#### Extrait à lire
Ce hors-série de Politis, sans prétendre être exhaustif, cherche à présenter à la fois des exemples concrets de ces initiatives ­transformatrices et des approches critiques nécessaires à une ­évolution émancipatrice des formes traditionnelles. La forme coopérative y domine, elle permet sans doute mieux que les autres d’assumer la dimension économique des projets. La forme mutualiste, alors qu’elle pourrait convenir à bien des projets, s’est trouvée assignée à la santé et aux assurances, au risque de la banalisation. La forme associative, du moins dans ses activités dites gestionnaires, s’est par là même trouvée confrontée aux évolutions entrepreneuriales, et c’est sans doute la raison pour laquelle plusieurs d’entre elles évoluent vers l’adoption du statut des sociétés coopératives d’intérêts collectifs (Scic).

Convergence avec le mouvement social

Cette question des statuts – mutualistes, coopératifs, associatifs – demeure centrale. Certes, ils ne sont pas « vertu », ils peuvent, ils doivent évoluer : rien de pire que les « vaches sacrées ». Cependant, s’ils sont respectés, ils portent intrinsèquement les valeurs de propriété collective, d’égalité, de démocratie, de non-lucrativité et de solidarité qui fondent l’économie sociale.
########
#### Données extraites
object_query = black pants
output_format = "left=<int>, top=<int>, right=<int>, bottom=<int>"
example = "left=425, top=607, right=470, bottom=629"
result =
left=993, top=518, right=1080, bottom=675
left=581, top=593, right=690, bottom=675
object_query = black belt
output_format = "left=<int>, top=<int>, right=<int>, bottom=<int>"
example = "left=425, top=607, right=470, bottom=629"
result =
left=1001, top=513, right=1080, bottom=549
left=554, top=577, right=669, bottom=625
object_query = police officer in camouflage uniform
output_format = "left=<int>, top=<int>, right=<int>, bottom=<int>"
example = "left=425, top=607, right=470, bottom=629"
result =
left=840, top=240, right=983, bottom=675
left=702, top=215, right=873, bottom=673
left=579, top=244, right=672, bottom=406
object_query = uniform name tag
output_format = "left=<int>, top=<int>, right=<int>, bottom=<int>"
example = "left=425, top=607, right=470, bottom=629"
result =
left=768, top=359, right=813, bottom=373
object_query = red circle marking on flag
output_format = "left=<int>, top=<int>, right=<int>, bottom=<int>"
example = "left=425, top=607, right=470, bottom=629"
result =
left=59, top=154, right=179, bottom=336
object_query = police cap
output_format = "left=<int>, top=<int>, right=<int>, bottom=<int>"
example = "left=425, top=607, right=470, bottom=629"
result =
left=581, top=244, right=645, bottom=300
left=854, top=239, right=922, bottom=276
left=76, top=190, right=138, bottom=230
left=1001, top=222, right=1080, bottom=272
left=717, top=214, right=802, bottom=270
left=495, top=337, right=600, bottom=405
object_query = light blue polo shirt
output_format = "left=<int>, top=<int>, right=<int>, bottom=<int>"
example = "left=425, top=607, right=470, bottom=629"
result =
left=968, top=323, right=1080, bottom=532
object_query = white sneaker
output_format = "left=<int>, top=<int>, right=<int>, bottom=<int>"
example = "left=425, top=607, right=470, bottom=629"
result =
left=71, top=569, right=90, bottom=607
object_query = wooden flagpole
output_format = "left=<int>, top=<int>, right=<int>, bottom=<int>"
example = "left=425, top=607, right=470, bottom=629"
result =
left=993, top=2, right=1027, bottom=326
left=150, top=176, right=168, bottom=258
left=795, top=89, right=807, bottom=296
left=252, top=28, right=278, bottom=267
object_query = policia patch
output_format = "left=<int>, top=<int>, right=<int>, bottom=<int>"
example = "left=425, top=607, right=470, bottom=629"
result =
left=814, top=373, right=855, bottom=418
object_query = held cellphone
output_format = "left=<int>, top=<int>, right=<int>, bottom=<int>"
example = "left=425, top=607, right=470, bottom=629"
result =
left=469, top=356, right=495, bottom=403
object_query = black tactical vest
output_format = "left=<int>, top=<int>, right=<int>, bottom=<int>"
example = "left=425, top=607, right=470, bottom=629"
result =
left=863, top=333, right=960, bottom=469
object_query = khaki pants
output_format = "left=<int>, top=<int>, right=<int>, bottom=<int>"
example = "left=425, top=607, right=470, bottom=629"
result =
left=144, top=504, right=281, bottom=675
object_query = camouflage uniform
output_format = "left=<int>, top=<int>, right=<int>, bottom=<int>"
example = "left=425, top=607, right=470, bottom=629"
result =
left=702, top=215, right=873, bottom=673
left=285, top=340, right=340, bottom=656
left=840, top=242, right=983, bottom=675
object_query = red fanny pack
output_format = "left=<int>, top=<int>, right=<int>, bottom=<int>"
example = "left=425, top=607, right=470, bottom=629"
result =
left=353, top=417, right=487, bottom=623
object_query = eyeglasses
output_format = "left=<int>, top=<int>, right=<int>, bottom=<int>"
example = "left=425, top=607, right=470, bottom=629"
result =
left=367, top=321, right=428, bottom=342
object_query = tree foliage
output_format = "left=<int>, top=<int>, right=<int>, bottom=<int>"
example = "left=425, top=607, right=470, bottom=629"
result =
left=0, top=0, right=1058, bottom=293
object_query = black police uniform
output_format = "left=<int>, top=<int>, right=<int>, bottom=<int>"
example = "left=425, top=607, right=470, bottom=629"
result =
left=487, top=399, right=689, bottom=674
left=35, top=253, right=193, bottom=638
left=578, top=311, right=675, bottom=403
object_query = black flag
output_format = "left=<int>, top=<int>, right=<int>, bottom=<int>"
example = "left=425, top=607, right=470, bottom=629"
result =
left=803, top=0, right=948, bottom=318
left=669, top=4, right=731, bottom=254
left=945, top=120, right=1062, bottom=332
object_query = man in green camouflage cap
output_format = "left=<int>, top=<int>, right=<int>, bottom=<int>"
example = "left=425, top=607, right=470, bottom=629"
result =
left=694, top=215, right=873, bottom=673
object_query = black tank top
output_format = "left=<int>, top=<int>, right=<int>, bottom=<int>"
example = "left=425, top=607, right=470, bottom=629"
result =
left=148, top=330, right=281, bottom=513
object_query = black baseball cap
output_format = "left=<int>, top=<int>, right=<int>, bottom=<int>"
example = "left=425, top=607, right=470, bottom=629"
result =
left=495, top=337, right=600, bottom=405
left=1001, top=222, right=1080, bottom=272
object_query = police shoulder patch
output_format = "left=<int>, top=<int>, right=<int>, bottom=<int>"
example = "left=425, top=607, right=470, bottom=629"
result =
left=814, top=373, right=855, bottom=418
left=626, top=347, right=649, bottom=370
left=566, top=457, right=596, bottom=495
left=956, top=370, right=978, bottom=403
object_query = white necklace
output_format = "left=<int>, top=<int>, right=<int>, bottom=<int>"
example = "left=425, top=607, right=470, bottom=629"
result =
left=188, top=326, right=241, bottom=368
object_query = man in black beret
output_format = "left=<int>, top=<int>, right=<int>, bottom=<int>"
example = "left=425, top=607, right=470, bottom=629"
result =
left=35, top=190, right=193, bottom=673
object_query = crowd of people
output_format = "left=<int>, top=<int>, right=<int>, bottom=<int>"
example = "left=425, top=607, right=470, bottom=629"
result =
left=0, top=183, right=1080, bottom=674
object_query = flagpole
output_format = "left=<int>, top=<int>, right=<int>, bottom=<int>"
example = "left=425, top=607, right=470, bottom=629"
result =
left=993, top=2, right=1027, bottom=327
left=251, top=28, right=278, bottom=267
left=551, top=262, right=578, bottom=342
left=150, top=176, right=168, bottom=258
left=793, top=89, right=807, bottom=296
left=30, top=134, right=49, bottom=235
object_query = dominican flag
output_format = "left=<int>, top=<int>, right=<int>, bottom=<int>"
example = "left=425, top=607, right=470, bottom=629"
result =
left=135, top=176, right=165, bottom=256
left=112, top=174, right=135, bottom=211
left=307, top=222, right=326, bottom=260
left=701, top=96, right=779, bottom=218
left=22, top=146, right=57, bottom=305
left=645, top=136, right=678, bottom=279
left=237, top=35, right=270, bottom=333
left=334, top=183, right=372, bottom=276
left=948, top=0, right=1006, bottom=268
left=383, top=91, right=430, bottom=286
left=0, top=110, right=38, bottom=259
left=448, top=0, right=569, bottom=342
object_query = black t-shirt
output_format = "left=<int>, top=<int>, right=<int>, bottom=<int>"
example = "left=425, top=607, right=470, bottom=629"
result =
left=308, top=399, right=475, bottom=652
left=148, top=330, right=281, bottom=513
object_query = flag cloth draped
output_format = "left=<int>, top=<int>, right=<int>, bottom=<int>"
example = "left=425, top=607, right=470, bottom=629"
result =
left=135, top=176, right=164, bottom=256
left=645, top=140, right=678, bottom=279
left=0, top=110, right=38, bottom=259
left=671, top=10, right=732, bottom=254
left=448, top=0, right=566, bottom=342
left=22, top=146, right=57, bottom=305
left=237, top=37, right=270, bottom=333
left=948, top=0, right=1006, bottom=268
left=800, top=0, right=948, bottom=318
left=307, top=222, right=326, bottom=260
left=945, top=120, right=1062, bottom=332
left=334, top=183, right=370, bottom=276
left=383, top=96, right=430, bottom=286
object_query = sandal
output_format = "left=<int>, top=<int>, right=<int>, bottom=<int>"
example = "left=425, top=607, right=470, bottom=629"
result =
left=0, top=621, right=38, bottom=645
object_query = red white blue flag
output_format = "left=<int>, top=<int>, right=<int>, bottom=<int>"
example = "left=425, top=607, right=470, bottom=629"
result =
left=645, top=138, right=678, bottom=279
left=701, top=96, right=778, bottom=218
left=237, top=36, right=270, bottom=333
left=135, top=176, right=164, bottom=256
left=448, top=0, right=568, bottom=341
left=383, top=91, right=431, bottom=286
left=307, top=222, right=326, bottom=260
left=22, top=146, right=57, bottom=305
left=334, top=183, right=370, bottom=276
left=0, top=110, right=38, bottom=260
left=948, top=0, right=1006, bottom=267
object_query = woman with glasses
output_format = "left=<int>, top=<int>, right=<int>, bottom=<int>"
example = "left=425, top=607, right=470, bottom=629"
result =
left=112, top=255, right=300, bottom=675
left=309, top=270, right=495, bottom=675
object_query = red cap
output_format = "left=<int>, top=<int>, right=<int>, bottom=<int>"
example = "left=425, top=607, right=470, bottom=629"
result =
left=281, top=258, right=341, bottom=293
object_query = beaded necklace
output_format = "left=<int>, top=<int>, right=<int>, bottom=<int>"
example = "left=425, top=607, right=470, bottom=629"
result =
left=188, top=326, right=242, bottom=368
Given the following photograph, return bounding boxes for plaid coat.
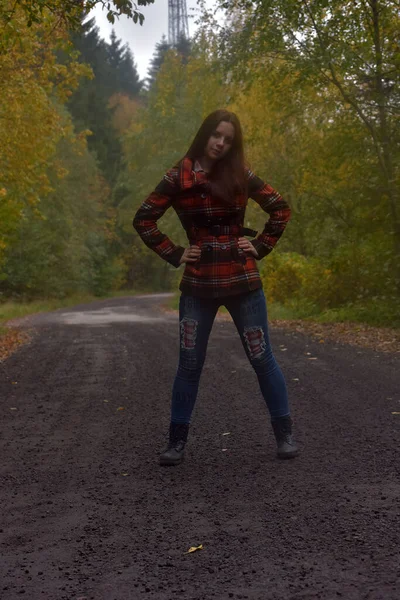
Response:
[133,157,290,298]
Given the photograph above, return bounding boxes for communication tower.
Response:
[168,0,189,46]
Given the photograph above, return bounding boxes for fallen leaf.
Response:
[185,544,203,554]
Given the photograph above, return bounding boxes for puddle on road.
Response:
[57,307,165,325]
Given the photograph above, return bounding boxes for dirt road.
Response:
[0,296,400,600]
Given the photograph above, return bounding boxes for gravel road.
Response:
[0,295,400,600]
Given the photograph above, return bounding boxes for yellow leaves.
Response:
[184,544,203,554]
[0,1,92,248]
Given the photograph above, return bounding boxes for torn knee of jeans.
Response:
[243,327,267,359]
[180,317,198,350]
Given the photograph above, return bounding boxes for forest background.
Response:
[0,0,400,327]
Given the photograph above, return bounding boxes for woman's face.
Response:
[205,121,235,161]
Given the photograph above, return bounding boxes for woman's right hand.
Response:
[179,246,201,264]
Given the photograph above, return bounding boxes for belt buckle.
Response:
[211,225,221,237]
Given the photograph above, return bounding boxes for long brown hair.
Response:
[186,109,247,205]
########
* _Tâches à réaliser_:
**A)** D'après l'extrait, à quels domaines la forme mutualiste s'est-elle trouvée assignée ?
**B)** Dressez la liste des valeurs que, selon l'extrait, les statuts portent intrinsèquement lorsqu'ils sont respectés.
**C)** Recopiez mot pour mot le passage de l'extrait qui commence par « Cette question des » et se poursuit jusqu'à « fondent l’économie sociale. ».
Les données proviennent d'une autre source.

* _Réponses dans l'ordre_:
**A)** À la santé et aux assurances.

**B)** Propriété collective, égalité, démocratie, non-lucrativité, solidarité.

**C)**
Cette question des statuts – mutualistes, coopératifs, associatifs – demeure centrale. Certes, ils ne sont pas « vertu », ils peuvent, ils doivent évoluer : rien de pire que les « vaches sacrées ». Cependant, s’ils sont respectés, ils portent intrinsèquement les valeurs de propriété collective, d’égalité, de démocratie, de non-lucrativité et de solidarité qui fondent l’économie sociale.